# Extract start

I’m going to admit it, I haven’t watched much of The Amazing Race or The Amazing Race Canada, aside from maybe a few minutes that I might have seen when I tuned in a bit early to watch something else or left the TV on a few minutes after a show I wanted to watch. I could never see the appeal of watching people run frantically from place to place to do random stuff. On top of that, I’m wary of reality TV competitions because then you have the reality TV attitude and the vapid reality TV smack talk that comes with it. However, with all the hype around The Amazing Race Canada, I thought I might as well check it out and put all that aside.
One of the first notable things about the show is how it knocks you over the head with product placements. In retrospect, it’s something I should’ve been wary of ahead of time. It’s Chevrolet this, Petro Canada that, Scotiabank this, American Express that, Air Canada this. If a logo from something else appears on screen and they’re not a sponsor, or worse a competing product, you bet they’ll go out of the way to blur the logo, even if you could clearly tell that the cab they’re driving around in is a Toyota, for example. Logo blurring is annoying, but many shows do it, so I shouldn’t really fault them for it. It’s the way The Amazing Race Canada pushes their sponsors that’s particularly aggravating.
If the product placement during the show wasn’t enough, you get to see the sponsor’s ads, specially made for the program, during the commercial breaks (which must cost a fortune), and then there are ads for the show’s sponsors that CTV puts up on screen during the show (like during the actual show, I’m not talking about the commercial breaks). The Amazing Race Canada is not so much a reality show, but a huge infomercial that somehow became a national spectacle. The ratings for this show were insane last season and I have no reason to expect that they won’t be this season.
So with the big ratings and it being a spectacle, it might be easy to think of the advertising aspect of the show to be like the Super Bowl on a smaller scale, but it’s worse because there are fewer sponsors, so you’ll hear about them over and over. Perhaps comparing it to the MMVAs would be more accurate, and that aired on fellow Bell Media station Much, as well as CTV. The MMVAs relentlessly bombarded you with sponsor tie-ins, so now it seems that Bell is going full throttle when it comes to pushing their sponsors in our face and it’s becoming a trend. Bell appears to go out of its way to develop a relationship with its advertisers and it looks as if it goes deep. CTV is even asking advertisers to put more effort in their Super Bowl ads.
It’s at that point you realize CTV’s focus isn’t really you, the typical person who tunes in, anymore. I doubt that they care about you that much as they’re number one by far in the country and they already have you hooked. (Like really, what are we going to do if we don’t want to put up with the ads/product placement, film our own Amazing Race and put it on YouTube?). Their main concern is now their advertisers and monetizing our eyeballs. This arguably isn’t a bad thing, as money is what keeps Bell healthy, so it can make more shows, but there might be a tipping point and they might be approaching it with The Amazing Race Canada.

# Extract end
# Listing start

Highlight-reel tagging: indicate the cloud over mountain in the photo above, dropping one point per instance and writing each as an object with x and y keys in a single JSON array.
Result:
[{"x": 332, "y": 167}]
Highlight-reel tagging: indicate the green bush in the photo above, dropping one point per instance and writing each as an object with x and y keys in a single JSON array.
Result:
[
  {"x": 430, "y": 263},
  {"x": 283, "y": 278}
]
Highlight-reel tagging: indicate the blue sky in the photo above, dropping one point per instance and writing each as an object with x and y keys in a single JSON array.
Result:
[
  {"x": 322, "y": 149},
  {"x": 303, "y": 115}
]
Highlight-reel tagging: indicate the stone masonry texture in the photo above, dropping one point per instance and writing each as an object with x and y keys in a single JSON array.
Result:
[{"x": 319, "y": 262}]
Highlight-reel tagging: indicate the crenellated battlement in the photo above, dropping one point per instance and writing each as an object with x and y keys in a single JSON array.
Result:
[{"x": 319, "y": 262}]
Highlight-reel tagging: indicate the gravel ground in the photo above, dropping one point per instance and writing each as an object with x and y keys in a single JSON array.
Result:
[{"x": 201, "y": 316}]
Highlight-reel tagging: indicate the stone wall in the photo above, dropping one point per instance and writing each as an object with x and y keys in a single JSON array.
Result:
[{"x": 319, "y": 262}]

# Listing end

Exercise tasks =
A: Reproduce the Amazing Race Canada post between "I’m going to" and "all that aside.", inclusive.
B: According to the Amazing Race Canada post, what make of cab could viewers still identify even though its logo was blurred?
C: Resume the Amazing Race Canada post from the point where it stops.

Task-by-task results =
A:
I’m going to admit it, I haven’t watched much of The Amazing Race or The Amazing Race Canada, aside from maybe a few minutes that I might have seen when I tuned in a bit early to watch something else or left the TV on a few minutes after a show I wanted to watch. I could never see the appeal of watching people run frantically from place to place to do random stuff. On top of that, I’m wary of reality TV competitions because then you have the reality TV attitude and the vapid reality TV smack talk that comes with it. However, with all the hype around The Amazing Race Canada, I thought I might as well check it out and put all that aside.

B: A Toyota.

C:
It shills Chevys, Petro Canada gas, Air Canada flights and Scotiabank American Express cards at every opportunity it can, to the point it becomes annoying and a turn off. Perhaps worst of all, why do they need to sell out so aggressively when they already own a staggering number of TV channels as well as radio stations, and they’re arguably charging much more than they need to for their phone, internet and TV service? Bell seems to have a lot of money at hand, but it’s a mystery to me why they do some things such as firing a bunch of people in Toronto the other day with all the other sources of income they have, especially with this show in their roster, which is explicitly, unabashedly a cash cow.
The easy thing to say is they’re greedy, I hope that isn’t true. I spoke with someone who knows a lot about the media yesterday, and now that has me thinking Canadian media organizations operate like this partly because Canadians have an appetite for American style programming, but we’re a tenth of the population of the US, so it’s harder to monetize that programming with that small population to sustain it. That might be the reason Bell owns so much yet still has to cut corners by reairing the same shows over multiple channels.
Anyway, back to The Amazing Race Canada…if there’s anything to get back to. I’m going to skip going over the contestants because, honestly, reality show contestants are unfortunately disposable for the most part. You’re boiled down to a caricature opposed to a real person and you might be famous for a year, but that’s it. At least this show gives us a minute or so to give a backstory of the teams, not all reality shows are like that. On The Amazing Race Canada this season you have butchers (They’re French!), a gay couple (They’ll make sure you’ll never forget it either!), a lesbian couple (They’re interracial too—suck it, bigots!), a mother/son team (Think Norma/Norman from Bates Motel before things got weird!), two besties who happen to be Muslim (Of course they had to ask the butchers if they do halal meat!) and more, like whatever. The contestants just run around and drive around Canada, doing ridiculous things (jumping out of planes, becoming waiters), for God knows what reason besides the show told them to and there’s some prize at the end. If they mess up (or even throw up), the cameras are there to catch that and broadcast it into our living rooms for our amusement.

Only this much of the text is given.